#### [WHAT IS ASKED]
Extract every line of the data below that contains the string "like", copying each such line in full. Matching is case-sensitive, so uppercase and lowercase letters must agree exactly.

#### [PROVIDED DATA]
----
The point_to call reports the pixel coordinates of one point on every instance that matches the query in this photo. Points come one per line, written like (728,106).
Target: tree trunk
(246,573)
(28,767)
----
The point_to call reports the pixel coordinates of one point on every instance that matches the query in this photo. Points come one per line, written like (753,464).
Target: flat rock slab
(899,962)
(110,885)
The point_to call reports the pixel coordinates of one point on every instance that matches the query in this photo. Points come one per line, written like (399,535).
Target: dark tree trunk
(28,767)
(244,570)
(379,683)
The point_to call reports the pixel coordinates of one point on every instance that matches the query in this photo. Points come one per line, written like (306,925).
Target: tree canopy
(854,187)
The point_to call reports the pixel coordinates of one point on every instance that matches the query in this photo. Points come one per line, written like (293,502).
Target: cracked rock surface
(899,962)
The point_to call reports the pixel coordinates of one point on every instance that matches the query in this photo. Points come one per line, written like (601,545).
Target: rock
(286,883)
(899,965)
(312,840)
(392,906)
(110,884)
----
#### [IN RESPONSE]
The point_to call reports the pixel coordinates of one point on every instance that matches the query in this photo. Points come one per line, written like (728,106).
The point_to call reports the pixel coordinates of one point on every instance that matches the query in this photo. Points come one per line, written like (753,464).
The point_to call reports the pixel coordinates of one point on every instance that matches the query in this photo. Points come one per line, written like (399,535).
The point_to call reports the pixel coordinates of one point on every instance that matches the query in this photo. Points come one per line, written like (306,925).
The point_to call reports the pixel coordinates of one point on every instance that matches the query in this photo. Points come one per line, written like (293,502).
The point_to call reports the pixel coordinates of one point on every instance that matches the query in this photo. Points come one per line, written like (601,545).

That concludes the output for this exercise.